● Your goal
Pull out every line of the entries that contains the word "item", matching case exactly.

● Entries supplied
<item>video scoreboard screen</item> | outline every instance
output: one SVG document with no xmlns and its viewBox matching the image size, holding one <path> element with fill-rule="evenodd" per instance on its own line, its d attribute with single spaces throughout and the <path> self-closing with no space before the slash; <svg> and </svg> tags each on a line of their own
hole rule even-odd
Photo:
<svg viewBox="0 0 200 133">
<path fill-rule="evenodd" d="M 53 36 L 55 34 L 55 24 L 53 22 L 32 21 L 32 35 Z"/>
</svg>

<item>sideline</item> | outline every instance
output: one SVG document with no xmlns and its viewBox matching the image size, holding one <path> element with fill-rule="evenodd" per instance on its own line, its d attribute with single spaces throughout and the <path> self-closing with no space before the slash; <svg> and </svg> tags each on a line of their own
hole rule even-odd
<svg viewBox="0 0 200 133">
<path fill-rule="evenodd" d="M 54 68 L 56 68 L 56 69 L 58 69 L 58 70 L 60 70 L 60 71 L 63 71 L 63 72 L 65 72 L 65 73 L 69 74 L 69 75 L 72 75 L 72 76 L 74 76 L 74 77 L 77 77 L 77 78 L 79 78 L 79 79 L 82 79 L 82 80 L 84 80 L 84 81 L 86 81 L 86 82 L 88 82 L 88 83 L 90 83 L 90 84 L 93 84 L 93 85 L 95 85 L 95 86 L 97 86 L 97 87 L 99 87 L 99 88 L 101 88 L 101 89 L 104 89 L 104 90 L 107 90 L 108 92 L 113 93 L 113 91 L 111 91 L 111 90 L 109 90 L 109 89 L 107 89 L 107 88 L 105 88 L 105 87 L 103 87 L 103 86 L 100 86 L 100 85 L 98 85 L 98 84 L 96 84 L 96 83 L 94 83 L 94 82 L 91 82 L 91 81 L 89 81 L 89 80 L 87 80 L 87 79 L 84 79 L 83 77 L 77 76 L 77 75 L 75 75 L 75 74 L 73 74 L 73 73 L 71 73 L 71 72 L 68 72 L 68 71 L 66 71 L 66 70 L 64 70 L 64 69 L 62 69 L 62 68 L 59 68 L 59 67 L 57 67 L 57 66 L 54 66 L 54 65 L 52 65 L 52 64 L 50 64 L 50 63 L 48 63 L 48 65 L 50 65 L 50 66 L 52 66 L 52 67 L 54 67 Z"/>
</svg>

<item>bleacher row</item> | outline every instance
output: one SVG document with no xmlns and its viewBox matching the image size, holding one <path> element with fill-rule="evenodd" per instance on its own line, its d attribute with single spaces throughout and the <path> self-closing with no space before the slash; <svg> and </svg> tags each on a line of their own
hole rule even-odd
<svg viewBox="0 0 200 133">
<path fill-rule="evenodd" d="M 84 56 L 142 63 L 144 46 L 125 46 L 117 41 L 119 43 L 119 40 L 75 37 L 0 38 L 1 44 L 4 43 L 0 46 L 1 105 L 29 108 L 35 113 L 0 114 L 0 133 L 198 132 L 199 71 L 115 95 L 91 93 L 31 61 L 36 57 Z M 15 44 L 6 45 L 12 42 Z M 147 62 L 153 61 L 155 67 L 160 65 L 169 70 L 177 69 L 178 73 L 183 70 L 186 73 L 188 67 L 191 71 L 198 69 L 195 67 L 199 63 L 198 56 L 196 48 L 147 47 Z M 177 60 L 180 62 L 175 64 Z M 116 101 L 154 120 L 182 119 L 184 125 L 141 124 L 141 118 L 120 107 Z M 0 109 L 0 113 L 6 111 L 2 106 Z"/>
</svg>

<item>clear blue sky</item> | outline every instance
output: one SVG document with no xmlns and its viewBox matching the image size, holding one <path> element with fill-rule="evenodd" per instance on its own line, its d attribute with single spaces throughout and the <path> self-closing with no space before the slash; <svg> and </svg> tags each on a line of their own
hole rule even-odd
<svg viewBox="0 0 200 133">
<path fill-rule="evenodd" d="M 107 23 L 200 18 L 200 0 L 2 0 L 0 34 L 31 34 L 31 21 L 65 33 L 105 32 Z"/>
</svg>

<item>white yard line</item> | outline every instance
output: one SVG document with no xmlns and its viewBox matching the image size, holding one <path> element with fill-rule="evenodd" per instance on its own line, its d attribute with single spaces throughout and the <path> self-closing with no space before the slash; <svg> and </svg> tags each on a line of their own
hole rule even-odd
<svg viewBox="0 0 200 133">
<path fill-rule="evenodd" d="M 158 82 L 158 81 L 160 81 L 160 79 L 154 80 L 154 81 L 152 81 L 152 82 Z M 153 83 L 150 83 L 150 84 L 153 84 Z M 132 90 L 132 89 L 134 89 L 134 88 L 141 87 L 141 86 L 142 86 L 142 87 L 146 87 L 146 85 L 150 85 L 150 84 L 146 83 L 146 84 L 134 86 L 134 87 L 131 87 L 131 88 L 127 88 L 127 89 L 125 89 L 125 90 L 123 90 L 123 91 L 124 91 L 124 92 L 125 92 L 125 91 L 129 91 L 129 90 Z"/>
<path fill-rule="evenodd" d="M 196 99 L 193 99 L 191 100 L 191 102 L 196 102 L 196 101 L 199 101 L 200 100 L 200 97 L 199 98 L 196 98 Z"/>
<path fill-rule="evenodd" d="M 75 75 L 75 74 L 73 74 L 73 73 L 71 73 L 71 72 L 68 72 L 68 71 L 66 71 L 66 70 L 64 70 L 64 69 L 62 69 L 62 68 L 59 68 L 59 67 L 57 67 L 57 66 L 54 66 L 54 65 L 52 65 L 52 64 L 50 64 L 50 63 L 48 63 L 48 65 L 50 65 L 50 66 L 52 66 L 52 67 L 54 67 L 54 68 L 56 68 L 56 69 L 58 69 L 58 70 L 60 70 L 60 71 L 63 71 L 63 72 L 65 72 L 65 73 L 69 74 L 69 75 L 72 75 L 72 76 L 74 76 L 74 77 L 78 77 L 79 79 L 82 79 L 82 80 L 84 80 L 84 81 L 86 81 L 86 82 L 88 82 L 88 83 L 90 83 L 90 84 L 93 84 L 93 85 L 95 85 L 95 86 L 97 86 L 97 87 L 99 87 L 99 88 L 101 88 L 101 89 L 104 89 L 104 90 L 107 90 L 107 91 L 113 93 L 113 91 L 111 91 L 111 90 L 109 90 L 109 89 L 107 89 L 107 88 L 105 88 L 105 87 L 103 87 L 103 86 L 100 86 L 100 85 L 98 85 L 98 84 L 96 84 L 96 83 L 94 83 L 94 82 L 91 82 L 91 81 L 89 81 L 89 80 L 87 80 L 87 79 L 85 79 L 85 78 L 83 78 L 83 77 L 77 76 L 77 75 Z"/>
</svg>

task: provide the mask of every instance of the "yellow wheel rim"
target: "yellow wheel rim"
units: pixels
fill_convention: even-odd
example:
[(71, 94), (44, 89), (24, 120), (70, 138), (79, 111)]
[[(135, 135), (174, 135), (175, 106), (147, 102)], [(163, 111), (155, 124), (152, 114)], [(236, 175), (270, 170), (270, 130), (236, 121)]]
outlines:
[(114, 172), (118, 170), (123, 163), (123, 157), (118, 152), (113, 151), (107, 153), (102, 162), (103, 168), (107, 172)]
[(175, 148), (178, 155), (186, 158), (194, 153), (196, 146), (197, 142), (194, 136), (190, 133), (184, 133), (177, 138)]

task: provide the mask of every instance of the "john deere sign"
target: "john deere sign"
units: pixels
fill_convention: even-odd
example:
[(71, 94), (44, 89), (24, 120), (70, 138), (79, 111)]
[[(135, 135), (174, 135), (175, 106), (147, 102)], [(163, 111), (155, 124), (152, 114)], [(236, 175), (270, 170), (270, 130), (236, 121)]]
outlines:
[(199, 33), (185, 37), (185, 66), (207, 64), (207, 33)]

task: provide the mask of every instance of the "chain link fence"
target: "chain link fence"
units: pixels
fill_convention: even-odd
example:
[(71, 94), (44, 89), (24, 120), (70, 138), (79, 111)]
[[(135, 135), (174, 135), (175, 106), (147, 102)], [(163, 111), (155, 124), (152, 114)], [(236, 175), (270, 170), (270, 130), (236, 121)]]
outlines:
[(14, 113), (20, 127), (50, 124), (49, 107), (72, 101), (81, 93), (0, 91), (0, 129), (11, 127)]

● Completed exercise
<item>video scoreboard screen</item> | outline every instance
<item>sideline</item> | outline every instance
<item>bleacher row</item> | outline every instance
<item>clear blue sky</item> | outline every instance
<item>white yard line</item> | outline every instance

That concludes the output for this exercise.